▸ **Set tasks**:
• A. Return everything in the article on the rapper Promoe from "Promoe (Mårten Edh, born" down to "concert from Copenhagen.", copied word for word.
• B. Please supply the next part of the article on the rapper Promoe, picking up after its final sentence.

▸ **Document text**:
Promoe (Mårten Edh, born Nils Mårten Ed; 28 April 1976) is a Swedish rapper, and member of Swedish hip hop group Looptroop Rockers, formed in Västerås, Sweden, 1992. He released his fourth album in 2009 entitled Kråksången, and later the same year followed up with the mixtape Bondfångeri. Promoe has a background of graffiti-writing and in turn, many of his songs deal with graffiti. He follows a vegan straight edge lifestyle.

Place in contemporary hip hop
Promoe released his third album in 2006, entitled White Man's Burden.  This was followed with a DVD titled Standard Bearer, which includes a documentary about the development of White Man's Burden and a concert from Copenhagen.

In 2006, the German rapper Kool Savas released a diss track in which he slighted Promoe among other German and international artists. Promoe's response was the song "Sag Was" which he posted on premier German hip hop site rap.de, and was also released on a 7" LP and also on the CD of Standard Bearer in 2007. It has gone as yet without answer.

Promoe has been featured on many tracks with both Swedish and international artists. The song "These Walls Don't Lie", produced by DJ Large and mixed by Soundism, used a sample from Hugo Montenegro's "Classical Gas", which had already been known for its use in "Mama" by late New York based rapper Big Punisher.

▸ **Record set**:

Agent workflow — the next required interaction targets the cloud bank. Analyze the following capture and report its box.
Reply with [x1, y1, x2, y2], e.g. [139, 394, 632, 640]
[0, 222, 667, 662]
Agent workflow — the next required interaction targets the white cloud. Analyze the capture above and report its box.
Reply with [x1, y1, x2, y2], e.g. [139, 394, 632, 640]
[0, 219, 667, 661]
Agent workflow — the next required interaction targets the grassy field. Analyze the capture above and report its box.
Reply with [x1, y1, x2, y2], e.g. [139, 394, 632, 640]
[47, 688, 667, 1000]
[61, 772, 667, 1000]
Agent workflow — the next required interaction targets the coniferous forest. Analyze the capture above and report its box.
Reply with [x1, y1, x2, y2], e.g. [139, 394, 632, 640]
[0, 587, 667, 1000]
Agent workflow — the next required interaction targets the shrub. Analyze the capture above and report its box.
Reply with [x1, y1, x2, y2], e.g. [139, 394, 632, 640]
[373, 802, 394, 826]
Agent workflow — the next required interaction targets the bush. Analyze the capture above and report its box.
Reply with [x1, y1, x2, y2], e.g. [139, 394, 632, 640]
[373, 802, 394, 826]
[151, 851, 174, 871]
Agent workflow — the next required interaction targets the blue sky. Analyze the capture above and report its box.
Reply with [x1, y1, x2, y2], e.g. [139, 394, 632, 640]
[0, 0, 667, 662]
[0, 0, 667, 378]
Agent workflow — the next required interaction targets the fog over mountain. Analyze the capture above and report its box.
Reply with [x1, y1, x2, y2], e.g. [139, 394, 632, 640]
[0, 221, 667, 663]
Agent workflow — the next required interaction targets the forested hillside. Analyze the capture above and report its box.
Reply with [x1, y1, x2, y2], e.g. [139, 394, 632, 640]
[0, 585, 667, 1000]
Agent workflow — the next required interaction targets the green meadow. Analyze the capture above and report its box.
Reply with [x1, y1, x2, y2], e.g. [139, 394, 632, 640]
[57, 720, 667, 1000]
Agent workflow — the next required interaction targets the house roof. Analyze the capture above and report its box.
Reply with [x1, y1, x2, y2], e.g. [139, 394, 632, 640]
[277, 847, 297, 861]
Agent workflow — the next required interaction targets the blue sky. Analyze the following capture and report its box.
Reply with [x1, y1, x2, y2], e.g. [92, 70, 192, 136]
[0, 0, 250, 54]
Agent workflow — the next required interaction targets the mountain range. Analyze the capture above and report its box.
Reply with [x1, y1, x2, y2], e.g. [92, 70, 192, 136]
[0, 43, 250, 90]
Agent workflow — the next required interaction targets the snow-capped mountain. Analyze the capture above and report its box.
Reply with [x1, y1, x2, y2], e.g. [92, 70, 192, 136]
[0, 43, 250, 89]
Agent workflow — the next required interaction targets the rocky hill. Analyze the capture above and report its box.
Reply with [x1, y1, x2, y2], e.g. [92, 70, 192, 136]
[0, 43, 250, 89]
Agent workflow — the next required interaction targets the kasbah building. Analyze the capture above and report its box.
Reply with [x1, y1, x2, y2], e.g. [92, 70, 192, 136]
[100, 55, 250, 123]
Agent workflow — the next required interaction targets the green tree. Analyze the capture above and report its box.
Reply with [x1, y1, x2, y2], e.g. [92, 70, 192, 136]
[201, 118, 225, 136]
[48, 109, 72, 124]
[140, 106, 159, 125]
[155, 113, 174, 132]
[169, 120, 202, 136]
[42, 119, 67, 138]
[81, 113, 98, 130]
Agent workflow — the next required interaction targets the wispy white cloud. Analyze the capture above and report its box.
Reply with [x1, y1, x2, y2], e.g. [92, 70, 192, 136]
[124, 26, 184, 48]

▸ **Answers to each task**:
• A.
Promoe (Mårten Edh, born Nils Mårten Ed; 28 April 1976) is a Swedish rapper, and member of Swedish hip hop group Looptroop Rockers, formed in Västerås, Sweden, 1992. He released his fourth album in 2009 entitled Kråksången, and later the same year followed up with the mixtape Bondfångeri. Promoe has a background of graffiti-writing and in turn, many of his songs deal with graffiti. He follows a vegan straight edge lifestyle.

Place in contemporary hip hop
Promoe released his third album in 2006, entitled White Man's Burden.  This was followed with a DVD titled Standard Bearer, which includes a documentary about the development of White Man's Burden and a concert from Copenhagen.

• B.
In 2009, Promoe released his first album in Swedish called Kråksången. The first single, "Svennebanan", was a huge hit and received much airtime on several radio stations as well as 120,000 views after seven days on YouTube. "Svennebanan" reached #1 in the official Swedish singles chart. The song criticises Swedes by mockingly using the widely spread stereotype "Svennebanan". The highly sarcastic lyrics did not prevent it from gaining a widespread popularity, allegedly because of the song's Euro disco-beat, which was  commented on in the song "Skäggig Vegan" (Bearded Vegan). Having the same beat as "Svennebanan", and having a title similarly pronounced, the lyrics are highly critical towards the reception of the former song: 
The original text: (in Swedish)

The second single off the album, "Mammas Gata", was released on September 11. He also released a mixtape called Bondfångeri in September.

Discography
 Fuck A Record Deal EP (1996)
 Government Music (2001)
 Long Distance Runner (2004)
 White Man's Burden (2006)
 Standard Bearer (2007)
 Kråksången (2009)
 Generation Kill (2009)
 Lullabies to myself (2009)
 Bondfångeri mixtape (2009)
 Scimmie Metropolitane (Boo Boo Vibration and Promoe) (2010)
 Mellan passion & mani (2015)
 Fult folk (2016)
 Promoe & Don Martin - Public Enemy (2019)
 Promoe - The Art of Losing (2019)

Personal life
Running has been a favorite for years and Promoe has also released an album and song titled "Long Distance Runner", recorded and mixed by Soundism's Vladi Vargas and produced by Embee. Promoe has done races of different distances, including the Sahara Marathon and Kilimanjaro Marathon.

Promoe also loves football. He's a fan of IFK Göteborg.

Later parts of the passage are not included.